→ **Aufgabenstellung**
Geben Sie aus dem Textabschnitt zur Wiesbadener Realschule eine Passage wortgetreu wieder: Setzen Sie bei der Stelle mit „In den 1840er-Jahren“ ein und hören Sie nach „zu Voll-Gymnasien erweitert.“ auf.

In den 1840er-Jahren trugen die Handel und Gewerbe treibenden Bürger die Ideen von politischer Mitwirkung mehr und mehr auch in die Bevölkerung und forderten auch eine bessere Bildung für ihre Kinder. So bestimmte 1840 die Regierung endlich, die im Schuledikt von 1817 vorgesehenen Realschulen für Knaben zu errichten. Die Wiesbadener Realschule, die am 01.05.1840 mit zwei Klassen unter der Leitung des Rektors des Pädagogiums, dem nun beide Schulleitungen übertragen worden waren, eröffnet wurde, zielte von Anfang an darauf ab, zukünftig diese mit ihrem vor allem naturwissenschaftlich-technischen, gewerblichen und fremdsprachlichen Schwerpunkt gleichrangig neben die Gelehrtenschule (Pädagogium) zu stellen. Durch Gesetz vom 22.06.1842 wurden das Gymnasium zu Weilburg und die Pädagogien zu Wiesbaden und Hadamar zu Voll-Gymnasien erweitert.

→ **Gespeicherte Daten**
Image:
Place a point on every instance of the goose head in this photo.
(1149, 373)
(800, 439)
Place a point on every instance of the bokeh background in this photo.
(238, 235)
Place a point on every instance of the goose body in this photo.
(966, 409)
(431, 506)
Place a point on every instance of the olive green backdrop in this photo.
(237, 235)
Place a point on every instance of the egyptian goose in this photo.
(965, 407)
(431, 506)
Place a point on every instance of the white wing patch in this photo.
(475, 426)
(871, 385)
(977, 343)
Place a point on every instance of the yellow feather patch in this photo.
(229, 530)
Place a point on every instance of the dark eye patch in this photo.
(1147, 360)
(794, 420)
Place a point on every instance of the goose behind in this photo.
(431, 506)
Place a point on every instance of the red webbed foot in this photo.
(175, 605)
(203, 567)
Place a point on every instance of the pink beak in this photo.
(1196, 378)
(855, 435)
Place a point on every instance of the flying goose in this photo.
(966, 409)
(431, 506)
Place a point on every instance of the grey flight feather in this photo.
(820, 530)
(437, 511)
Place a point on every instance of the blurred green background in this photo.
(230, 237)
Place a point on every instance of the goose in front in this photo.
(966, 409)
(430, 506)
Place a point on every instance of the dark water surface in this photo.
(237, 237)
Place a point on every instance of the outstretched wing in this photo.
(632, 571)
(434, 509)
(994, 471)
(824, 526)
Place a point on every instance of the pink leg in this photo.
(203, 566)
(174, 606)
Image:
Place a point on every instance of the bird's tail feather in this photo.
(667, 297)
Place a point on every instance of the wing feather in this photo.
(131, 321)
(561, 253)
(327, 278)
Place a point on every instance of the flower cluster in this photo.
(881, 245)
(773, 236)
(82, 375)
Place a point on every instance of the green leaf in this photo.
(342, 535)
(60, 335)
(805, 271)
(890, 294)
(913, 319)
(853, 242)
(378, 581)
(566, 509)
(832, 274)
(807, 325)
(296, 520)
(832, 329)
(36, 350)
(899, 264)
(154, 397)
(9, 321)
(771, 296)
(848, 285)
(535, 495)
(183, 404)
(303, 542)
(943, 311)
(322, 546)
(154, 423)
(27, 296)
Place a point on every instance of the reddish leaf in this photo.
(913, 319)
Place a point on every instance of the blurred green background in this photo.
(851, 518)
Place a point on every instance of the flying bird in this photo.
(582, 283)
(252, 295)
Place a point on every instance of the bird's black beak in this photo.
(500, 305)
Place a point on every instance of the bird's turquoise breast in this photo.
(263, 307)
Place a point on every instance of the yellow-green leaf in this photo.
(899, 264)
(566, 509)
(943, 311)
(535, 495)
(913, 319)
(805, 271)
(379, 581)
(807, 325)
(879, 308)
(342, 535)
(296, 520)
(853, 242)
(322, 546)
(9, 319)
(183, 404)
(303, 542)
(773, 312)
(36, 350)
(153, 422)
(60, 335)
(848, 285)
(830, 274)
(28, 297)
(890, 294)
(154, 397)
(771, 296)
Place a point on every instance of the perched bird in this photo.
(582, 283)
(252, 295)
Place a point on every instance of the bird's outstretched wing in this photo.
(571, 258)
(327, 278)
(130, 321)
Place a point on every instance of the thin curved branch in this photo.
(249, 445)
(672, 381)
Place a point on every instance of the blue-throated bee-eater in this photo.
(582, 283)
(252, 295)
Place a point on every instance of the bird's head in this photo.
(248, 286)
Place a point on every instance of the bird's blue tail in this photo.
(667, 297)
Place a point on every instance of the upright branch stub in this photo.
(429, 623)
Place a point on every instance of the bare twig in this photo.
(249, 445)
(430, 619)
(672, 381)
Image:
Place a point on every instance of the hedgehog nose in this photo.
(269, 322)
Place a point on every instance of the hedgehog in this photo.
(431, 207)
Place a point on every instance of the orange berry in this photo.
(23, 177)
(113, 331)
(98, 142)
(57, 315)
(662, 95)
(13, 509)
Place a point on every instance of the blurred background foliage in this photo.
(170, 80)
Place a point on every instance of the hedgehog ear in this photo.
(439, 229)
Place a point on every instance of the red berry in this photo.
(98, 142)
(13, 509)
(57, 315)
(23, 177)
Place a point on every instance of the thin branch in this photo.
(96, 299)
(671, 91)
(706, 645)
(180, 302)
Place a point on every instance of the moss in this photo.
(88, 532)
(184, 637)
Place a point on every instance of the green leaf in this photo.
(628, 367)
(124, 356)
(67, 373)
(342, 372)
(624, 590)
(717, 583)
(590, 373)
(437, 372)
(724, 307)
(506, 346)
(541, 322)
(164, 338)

→ **Ergebnis der Aufgabe**
In den 1840er-Jahren trugen die Handel und Gewerbe treibenden Bürger die Ideen von politischer Mitwirkung mehr und mehr auch in die Bevölkerung und forderten auch eine bessere Bildung für ihre Kinder. So bestimmte 1840 die Regierung endlich, die im Schuledikt von 1817 vorgesehenen Realschulen für Knaben zu errichten. Die Wiesbadener Realschule, die am 01.05.1840 mit zwei Klassen unter der Leitung des Rektors des Pädagogiums, dem nun beide Schulleitungen übertragen worden waren, eröffnet wurde, zielte von Anfang an darauf ab, zukünftig diese mit ihrem vor allem naturwissenschaftlich-technischen, gewerblichen und fremdsprachlichen Schwerpunkt gleichrangig neben die Gelehrtenschule (Pädagogium) zu stellen. Durch Gesetz vom 22.06.1842 wurden das Gymnasium zu Weilburg und die Pädagogien zu Wiesbaden und Hadamar zu Voll-Gymnasien erweitert.